■ Set exercise 1 ■
In the legal opinion on Regulation No 2169/86, which company is named as belonging to the category of purchasers of the product at issue?

■ Extract to read ■
○ ○ ○ ○ ○

A final remark: the argument that purchasers derive no benefit from the refunds granted to manufacturers or from release of the security is only partly correct. If those parties have cooperated with the manufacturer in such a way as to obtain the release of the security and the subsequent grant of the refund by cooperation I mean the giving of the undertaking by those parties pursuant to Article 7(4) of Regulation No 2169/86, according to which they engage in the same requirements they may, in some cases, have obtained a more favourable purchase price.

In conclusion, I am of the opinion that no superior rule of law precludes the Community legislature from introducing a mechanism under which non-compliance by purchasers of a product with undertakings which they have given, as a consequence of which the seller obtains the release of the security which he had been requested to lodge, entails the imposition of penalties on those purchasers.

It remains to be examined whether Regulation No 2169/86 did in fact introduce such a penalty mechanism which satisfies the conditions laid down by the case-law with regard to administrative penalties.

B Do the provisions of Regulation No 2169/86 prescribe penalties applicable to purchasers?

(a) The party concerned within the meaning of Article 7(5) of Regulation No 2169/86

On a literal reading of the provision at issue, it can be argued that the penalty instituted is also aimed at purchasers of esterified or etherified starch who purchase those products from the manufacturer and who give, with regard to their use, the undertakings provided for in Article 7(4) of Regulation No 2169/86.

In principle, in previous paragraphs of the same article, the Community legislature uses the term manufacturer to refer to the person who claims the production refund and who is required to lodge a security; however, in the disputed passage in paragraph 5, which describes the content of the administrative penalty in question, it uses the term party concerned to define persons falling within the scope of that penalty. The difference in terminology could be construed as evidence of the intention of the Community legislature not merely to punish the conduct of offending manufacturers, but also to extend the application of penalties to other categories of persons. Otherwise one would expect it to use the term manufacturer in the relevant part of Article 7(5) as well.

The question which arises is to what extent the category consisting of purchasers of the product at issue, to which Döhler belongs, can be one of the categories of persons covered by the term party concerned. In this respect, it is sufficient to point out that purchasers form the only category of persons, other than manufacturers, to which the Community legislature can logically be referring when it uses the term party concerned. It is clear from the content of Article 7 of the regulation that the only persons, other than the manufacturer, with whose conduct the legislature is concerned are purchasers who engage in the same requirements with regard to the use of the product in question. Consequently, since the relevant part of Article 7(5) uses the expression party concerned, which may include persons other than manufacturers, those persons can only be the purchasers of the product at issue.

That observation is not, however, a sufficient basis for a satisfactory interpretation of the provisions at issue, and it cannot be maintained that the term party concerned does not necessarily equate to manufacturer.

○ ○ ○ ○ ○

■ Set exercise 2 ■
Rewrite the listing from the line containing "If you could point at the chain" through the end of the listing, putting "thankful" wherever "grateful" appears and keeping everything else the same.

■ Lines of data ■
○ ○ ○ ○ ○

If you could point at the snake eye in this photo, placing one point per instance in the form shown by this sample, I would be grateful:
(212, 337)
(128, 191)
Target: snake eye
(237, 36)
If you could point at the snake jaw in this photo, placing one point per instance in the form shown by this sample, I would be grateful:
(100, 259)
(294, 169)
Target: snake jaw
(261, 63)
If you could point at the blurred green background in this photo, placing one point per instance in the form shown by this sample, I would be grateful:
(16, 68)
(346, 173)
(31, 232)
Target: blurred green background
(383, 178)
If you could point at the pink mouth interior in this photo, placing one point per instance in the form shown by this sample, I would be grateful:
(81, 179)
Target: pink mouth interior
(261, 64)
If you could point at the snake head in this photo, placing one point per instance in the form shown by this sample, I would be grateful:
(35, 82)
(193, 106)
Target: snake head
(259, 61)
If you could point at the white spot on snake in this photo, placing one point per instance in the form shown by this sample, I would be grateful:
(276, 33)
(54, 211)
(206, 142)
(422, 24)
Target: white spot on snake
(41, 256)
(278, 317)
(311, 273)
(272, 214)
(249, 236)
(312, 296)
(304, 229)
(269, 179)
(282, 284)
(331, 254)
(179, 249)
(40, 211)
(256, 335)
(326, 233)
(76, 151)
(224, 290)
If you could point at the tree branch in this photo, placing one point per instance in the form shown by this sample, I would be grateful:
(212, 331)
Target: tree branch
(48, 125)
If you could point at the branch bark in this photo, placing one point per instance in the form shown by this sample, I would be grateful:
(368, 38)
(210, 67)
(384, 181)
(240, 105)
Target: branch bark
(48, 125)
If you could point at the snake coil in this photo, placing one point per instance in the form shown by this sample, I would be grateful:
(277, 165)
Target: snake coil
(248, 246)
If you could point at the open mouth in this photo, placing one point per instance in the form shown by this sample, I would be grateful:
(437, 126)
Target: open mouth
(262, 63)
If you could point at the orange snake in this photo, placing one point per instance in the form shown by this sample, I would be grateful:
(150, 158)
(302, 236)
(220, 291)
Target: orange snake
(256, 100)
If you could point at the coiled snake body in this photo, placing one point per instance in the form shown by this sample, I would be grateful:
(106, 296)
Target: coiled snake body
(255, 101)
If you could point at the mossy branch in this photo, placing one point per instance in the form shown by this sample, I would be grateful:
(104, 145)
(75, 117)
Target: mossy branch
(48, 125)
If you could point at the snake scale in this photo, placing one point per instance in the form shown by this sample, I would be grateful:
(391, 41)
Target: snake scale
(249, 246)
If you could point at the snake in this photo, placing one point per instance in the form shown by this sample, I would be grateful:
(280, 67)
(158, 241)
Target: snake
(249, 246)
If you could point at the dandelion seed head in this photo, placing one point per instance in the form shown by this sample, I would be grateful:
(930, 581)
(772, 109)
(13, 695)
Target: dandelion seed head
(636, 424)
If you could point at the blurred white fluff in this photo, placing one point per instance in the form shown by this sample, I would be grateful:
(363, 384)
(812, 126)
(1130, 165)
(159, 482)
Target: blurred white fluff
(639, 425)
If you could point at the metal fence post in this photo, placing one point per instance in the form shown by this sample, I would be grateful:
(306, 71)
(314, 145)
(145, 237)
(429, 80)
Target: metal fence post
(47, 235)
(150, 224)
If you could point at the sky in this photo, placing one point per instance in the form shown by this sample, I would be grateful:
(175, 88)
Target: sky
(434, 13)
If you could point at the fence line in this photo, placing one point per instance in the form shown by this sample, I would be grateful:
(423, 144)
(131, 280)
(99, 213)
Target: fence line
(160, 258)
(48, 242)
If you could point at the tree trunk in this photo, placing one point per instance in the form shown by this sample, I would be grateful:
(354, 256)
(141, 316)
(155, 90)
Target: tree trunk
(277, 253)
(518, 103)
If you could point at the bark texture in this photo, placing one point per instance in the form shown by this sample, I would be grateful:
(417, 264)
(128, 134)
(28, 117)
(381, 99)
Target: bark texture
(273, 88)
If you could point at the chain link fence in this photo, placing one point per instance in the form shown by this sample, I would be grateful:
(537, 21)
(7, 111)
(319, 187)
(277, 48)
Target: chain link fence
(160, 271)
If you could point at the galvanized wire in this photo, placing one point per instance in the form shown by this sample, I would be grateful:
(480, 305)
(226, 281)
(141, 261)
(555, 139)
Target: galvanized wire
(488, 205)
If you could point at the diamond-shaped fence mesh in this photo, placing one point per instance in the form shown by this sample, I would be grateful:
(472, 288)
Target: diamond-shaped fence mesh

○ ○ ○ ○ ○

■ Correct output 1 ■
Döhler

■ Correct output 2 ■
If you could point at the chain link fence in this photo, placing one point per instance in the form shown by this sample, I would be thankful:
(537, 21)
(7, 111)
(319, 187)
(277, 48)
Target: chain link fence
(160, 271)
If you could point at the galvanized wire in this photo, placing one point per instance in the form shown by this sample, I would be thankful:
(480, 305)
(226, 281)
(141, 261)
(555, 139)
Target: galvanized wire
(488, 205)
If you could point at the diamond-shaped fence mesh in this photo, placing one point per instance in the form shown by this sample, I would be thankful:
(472, 288)
Target: diamond-shaped fence mesh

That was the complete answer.